Work task 1:
Answer these questions about the randomized-trials post:
(a) Whose blog does the author say they enjoyed a few weeks ago?
(b) Which two of the numbered answers does the author ask readers to choose between?
(c) According to the last comment, what has Gelman been criticizing for years?
Work task 2: Continue the randomized-trials post after its final sentence.

───── Text under study

So how do we proceed? There are at least three answers: the first answer is to “do better science.” Obviously, we all agree with this one, but accept that it’s a challenge. Everyone always thinks they are doing their best (and perhaps think that it’s everyone else who’s fucking up). I enjoyed Andrew Gelman’s blog about this from a few weeks ago. He’s right on all points, but why don’t more people adhere to his (sort of obvious) suggestions?
Unfortunately, there is far more tendency to pursue the second answer: deploying “observational causal inference methods.” As everyone well versed in these methods knows, observational methods are nothing more than telling stories pretending you did a randomized trial in the first place. It seems ill-advised to think thought experiments are helping us around the fundamental issues in experiments themselves.
The third answer is to become a bitter critic that everyone says nice things about but doesn’t listen to.
Maybe there’s a fourth answer? A path out of the planet of randomized trialomania?
Let me close the week with a question for you all reading this. Down which path should I take this blog next week? Let’s choose between 3 and 4. Should I write some bitter criticisms of observational methods? Or should I attempt to work through some of my rather half-baked ideas about the potential fourth path? Let me know in the comments or by email or on Twitter!
requesting door 4 !
I'm also in favour of 4.
I think Gelman has been very important in social science. He can be tactless, he can be Difficult, I think. But he's been vocal for years, criticizing bad science, criticizing noisy estimates with large standard errors and little theoretical reason to believe them. I think that has been helpful to social science.

──────────
───── Provided information

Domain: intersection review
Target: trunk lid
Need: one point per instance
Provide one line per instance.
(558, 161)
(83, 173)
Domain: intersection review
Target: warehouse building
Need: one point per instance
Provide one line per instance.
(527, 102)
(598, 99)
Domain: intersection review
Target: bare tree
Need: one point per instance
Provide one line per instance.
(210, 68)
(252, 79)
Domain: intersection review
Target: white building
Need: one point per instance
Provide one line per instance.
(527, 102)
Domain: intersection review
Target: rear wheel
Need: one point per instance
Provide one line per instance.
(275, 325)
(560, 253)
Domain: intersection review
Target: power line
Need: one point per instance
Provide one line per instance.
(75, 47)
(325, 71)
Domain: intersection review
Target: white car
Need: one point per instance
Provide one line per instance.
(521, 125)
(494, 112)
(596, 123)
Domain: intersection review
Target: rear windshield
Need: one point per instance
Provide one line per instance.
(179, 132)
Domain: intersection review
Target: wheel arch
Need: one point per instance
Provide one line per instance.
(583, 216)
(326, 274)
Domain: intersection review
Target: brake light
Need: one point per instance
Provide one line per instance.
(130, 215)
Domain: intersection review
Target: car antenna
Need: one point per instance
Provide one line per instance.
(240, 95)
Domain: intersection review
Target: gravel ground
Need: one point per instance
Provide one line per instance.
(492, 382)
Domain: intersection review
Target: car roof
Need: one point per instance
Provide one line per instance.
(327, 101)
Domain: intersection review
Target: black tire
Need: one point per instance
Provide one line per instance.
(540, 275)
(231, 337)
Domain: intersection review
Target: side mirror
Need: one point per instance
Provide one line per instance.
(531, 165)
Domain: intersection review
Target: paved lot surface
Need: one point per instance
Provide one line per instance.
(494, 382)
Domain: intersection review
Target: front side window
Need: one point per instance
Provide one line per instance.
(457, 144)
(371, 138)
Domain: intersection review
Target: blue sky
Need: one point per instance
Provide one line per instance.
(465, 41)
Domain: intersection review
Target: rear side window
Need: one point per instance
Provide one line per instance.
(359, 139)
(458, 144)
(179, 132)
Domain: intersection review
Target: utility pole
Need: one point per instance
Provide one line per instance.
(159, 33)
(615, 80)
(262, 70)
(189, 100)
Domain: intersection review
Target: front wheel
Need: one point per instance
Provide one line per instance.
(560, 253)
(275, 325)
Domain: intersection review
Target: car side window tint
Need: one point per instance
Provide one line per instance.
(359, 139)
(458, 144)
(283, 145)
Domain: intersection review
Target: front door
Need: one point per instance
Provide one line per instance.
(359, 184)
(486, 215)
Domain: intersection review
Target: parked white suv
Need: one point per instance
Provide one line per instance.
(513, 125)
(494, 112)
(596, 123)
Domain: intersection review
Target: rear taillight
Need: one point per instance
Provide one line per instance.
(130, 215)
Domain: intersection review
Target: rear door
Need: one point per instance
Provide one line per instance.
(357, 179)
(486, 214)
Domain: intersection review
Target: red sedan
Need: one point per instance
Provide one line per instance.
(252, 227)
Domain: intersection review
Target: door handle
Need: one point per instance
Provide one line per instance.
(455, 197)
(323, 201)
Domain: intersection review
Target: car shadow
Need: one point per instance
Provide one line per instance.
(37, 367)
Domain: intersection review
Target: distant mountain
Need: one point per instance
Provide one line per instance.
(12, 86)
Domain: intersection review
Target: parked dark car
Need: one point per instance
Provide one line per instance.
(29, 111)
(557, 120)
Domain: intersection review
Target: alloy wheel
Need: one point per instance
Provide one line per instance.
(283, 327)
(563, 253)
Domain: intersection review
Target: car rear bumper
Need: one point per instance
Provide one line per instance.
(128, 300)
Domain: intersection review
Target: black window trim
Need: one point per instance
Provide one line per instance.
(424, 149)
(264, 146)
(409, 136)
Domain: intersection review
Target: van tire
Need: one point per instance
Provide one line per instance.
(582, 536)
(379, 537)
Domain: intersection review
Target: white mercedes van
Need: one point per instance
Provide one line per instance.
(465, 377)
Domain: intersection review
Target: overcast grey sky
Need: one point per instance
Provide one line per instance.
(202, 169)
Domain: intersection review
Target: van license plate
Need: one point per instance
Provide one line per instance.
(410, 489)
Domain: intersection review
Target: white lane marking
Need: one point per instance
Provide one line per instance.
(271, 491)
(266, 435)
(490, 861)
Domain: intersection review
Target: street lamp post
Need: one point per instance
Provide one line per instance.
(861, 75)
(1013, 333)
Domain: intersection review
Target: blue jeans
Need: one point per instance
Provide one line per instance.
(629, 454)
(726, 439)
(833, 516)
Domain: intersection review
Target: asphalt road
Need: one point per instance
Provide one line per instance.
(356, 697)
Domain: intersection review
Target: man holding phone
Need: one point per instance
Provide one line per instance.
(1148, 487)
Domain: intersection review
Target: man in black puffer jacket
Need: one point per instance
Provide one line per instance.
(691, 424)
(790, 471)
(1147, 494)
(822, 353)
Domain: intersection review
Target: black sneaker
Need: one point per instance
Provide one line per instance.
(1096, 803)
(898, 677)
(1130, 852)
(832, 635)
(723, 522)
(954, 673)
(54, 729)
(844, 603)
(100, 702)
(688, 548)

──────────

Response box 1:
(a) Andrew Gelman's.
(b) Answers 3 and 4: writing bitter criticisms of observational methods, or working through ideas about a possible fourth path.
(c) Bad science, and noisy estimates with large standard errors and little theoretical reason to believe them.

Response box 2:
But Gelman also does lots of work with observational data. He'll model, for example, vote as a function of state, income, education, gender etc. using the kind of logistic regression model you do not like. https://www.ncbi.nlm.nih.gov/pmc/articles/PMC9203002/
So that's something I was wondering: how do we think of this kind of work from the perspective you are developing in this blog?
From his essay on Causality and Statistical Learning Essay (https://www.journals.uchicago.edu/doi/epdf/10.1086/662659):
"On one hand, I do not see how one can get scientifically strong causal inferences from observational data alone without strong theory; it seems to me a hopeless task to throw a data matrix at a computer program and hope to learn about causal structure (more on this below). On the other hand, I recognize that much of our everyday causal intuition, while not having the full quality of scientific reasoning, is still useful, and it seems a bit of a gap to simply use the label “descriptive” for all inference that is not supported by experiment or very strong theory. [...] For example, my own work demonstrates that income, religion, and religious attendance predict voter choice in different ways in different parts of the country; my colleagues and I have also found regional variation in attitudes on economic and social issues (Gelman et al. 2009). But I don’t know exactly what would be learned by throwing all these variables into a multivariate model."
I think it's a reasonable and measured perspective. But I think it opens the door to saying something like "religion causes vote choice”. Or maybe not “cause” but “explain” or “predict”? But it sounds all very metaphysical, but it’s still something Gelman finds worth doing!